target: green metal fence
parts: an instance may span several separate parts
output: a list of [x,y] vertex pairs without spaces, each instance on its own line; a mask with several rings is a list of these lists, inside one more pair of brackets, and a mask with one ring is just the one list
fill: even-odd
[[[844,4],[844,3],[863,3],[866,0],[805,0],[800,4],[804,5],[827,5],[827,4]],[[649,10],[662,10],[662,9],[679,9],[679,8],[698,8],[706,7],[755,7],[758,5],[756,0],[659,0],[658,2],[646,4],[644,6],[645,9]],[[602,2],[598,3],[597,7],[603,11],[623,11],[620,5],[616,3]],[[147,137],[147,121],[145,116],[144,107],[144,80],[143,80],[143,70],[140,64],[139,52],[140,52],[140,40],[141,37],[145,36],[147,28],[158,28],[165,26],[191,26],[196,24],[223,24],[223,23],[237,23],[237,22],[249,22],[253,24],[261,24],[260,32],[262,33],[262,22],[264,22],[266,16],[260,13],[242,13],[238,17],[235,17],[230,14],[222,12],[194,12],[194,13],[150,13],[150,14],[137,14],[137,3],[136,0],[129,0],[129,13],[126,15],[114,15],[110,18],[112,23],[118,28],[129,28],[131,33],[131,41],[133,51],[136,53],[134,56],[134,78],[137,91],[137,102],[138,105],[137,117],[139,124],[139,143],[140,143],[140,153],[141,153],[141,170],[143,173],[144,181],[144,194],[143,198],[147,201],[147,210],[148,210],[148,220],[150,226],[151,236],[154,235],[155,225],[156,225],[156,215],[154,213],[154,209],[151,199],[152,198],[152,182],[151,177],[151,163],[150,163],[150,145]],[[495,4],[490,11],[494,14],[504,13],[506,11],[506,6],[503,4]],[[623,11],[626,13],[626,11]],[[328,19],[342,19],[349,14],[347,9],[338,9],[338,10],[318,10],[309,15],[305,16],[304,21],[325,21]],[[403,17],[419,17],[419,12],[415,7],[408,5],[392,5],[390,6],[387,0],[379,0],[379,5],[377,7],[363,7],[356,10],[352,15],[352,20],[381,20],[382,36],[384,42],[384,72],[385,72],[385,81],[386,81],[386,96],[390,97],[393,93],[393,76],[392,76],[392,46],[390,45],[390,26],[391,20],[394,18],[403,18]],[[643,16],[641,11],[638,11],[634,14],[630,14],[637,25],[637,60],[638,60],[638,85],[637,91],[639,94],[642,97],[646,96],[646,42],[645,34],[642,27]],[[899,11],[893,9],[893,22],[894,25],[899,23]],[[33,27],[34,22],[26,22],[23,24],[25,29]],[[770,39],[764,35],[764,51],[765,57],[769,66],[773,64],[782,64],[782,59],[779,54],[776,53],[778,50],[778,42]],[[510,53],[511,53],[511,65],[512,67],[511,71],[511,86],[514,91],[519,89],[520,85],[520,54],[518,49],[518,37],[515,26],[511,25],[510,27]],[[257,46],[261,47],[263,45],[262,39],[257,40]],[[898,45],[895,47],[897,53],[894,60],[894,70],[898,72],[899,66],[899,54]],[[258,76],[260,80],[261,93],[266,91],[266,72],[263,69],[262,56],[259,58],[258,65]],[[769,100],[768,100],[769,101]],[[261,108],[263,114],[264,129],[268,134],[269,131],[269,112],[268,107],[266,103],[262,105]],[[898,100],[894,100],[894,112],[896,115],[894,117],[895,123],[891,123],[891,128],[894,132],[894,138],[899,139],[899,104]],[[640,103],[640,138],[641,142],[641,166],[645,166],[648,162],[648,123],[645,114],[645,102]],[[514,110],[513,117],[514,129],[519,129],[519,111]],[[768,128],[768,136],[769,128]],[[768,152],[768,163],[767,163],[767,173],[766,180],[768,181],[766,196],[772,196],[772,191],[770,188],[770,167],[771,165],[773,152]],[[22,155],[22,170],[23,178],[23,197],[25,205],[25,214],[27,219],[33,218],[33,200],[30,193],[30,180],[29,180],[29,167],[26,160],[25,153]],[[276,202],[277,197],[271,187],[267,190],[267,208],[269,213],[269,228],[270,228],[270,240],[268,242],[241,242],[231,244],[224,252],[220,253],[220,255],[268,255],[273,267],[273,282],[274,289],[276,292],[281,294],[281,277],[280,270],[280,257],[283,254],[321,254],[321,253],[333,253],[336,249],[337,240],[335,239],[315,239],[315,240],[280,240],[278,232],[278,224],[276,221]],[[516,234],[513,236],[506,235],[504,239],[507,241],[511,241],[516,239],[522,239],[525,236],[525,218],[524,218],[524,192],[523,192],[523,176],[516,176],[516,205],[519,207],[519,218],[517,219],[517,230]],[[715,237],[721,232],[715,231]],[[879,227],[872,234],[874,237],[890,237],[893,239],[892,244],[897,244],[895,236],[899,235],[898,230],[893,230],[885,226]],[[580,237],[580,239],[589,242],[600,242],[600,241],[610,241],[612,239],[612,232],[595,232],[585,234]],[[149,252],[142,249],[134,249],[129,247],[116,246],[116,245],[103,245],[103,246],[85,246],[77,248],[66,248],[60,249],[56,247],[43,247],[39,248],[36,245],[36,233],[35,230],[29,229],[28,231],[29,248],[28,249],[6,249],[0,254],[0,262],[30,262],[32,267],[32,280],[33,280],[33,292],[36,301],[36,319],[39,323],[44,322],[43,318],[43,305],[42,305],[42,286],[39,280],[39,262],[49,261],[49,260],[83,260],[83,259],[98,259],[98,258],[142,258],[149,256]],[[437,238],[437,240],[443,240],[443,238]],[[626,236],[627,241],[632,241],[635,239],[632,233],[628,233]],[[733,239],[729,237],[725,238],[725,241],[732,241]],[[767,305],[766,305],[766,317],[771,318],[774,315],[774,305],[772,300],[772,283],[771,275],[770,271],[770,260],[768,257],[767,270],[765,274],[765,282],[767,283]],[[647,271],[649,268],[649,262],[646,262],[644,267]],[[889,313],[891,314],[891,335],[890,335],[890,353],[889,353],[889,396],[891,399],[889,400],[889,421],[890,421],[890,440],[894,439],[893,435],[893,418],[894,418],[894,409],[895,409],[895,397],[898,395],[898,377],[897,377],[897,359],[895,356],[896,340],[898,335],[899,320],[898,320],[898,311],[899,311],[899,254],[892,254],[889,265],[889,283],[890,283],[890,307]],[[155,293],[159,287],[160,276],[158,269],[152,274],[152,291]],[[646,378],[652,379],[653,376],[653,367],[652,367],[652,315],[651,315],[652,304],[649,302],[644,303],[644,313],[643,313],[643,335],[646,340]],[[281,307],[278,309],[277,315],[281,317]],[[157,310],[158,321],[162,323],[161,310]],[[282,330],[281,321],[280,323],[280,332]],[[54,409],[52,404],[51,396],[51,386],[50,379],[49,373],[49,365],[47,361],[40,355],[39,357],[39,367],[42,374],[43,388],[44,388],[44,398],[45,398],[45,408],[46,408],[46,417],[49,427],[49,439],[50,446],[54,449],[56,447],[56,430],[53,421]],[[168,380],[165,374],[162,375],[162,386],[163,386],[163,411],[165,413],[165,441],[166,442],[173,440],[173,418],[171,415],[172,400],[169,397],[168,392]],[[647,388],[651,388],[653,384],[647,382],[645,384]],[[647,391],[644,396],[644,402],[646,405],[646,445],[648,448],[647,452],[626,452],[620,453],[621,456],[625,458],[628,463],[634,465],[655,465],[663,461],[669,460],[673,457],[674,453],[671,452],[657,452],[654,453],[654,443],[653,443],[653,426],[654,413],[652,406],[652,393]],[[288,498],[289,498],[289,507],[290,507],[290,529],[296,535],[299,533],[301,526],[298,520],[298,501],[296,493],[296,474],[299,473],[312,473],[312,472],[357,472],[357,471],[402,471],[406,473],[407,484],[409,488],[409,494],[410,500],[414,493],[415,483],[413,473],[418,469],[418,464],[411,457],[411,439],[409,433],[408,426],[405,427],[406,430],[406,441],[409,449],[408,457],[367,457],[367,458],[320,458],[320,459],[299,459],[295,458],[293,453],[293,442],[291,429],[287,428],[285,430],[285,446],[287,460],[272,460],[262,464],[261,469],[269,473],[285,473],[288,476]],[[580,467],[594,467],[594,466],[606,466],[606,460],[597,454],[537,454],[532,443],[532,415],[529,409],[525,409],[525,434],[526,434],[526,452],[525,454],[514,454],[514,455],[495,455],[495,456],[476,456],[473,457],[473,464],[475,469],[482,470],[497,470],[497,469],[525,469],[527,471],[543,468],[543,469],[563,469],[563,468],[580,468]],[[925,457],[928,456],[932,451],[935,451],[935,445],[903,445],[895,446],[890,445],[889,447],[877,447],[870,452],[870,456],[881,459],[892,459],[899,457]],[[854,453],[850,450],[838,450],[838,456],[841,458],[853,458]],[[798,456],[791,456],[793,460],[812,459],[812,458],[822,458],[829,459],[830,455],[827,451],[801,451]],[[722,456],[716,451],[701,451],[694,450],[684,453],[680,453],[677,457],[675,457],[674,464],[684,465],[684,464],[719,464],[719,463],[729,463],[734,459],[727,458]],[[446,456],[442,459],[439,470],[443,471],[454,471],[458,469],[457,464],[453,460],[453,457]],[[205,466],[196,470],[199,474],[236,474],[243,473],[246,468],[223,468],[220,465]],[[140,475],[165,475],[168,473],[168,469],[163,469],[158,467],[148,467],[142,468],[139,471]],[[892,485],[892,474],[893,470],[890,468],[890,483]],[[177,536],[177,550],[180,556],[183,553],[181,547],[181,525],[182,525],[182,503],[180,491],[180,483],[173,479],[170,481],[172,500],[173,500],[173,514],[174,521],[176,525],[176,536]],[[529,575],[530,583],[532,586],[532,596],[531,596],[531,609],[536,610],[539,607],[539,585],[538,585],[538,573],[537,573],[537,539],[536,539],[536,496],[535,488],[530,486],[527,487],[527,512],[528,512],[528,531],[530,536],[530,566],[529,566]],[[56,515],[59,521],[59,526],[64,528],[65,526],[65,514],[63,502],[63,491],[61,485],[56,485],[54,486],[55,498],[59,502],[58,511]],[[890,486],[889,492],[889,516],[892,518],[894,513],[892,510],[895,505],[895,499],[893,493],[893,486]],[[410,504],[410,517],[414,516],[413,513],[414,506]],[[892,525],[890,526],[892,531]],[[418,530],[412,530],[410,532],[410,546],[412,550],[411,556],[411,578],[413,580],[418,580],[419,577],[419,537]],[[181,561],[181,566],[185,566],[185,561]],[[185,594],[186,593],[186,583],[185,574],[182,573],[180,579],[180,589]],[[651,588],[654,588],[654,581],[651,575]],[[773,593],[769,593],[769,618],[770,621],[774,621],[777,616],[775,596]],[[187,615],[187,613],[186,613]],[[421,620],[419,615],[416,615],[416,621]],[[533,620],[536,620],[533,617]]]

################

WHAT YOU WILL DO: Please write out, unchanged, everything from the start of the rows down to the row that contains "output: a list", that row included.

EXERCISE RESPONSE:
target: green metal fence
parts: an instance may span several separate parts
output: a list of [x,y] vertex pairs without spaces, each instance on its own line; a mask with several rings is a list of these lists, inside one more pair of brackets, and a mask with one ring is just the one list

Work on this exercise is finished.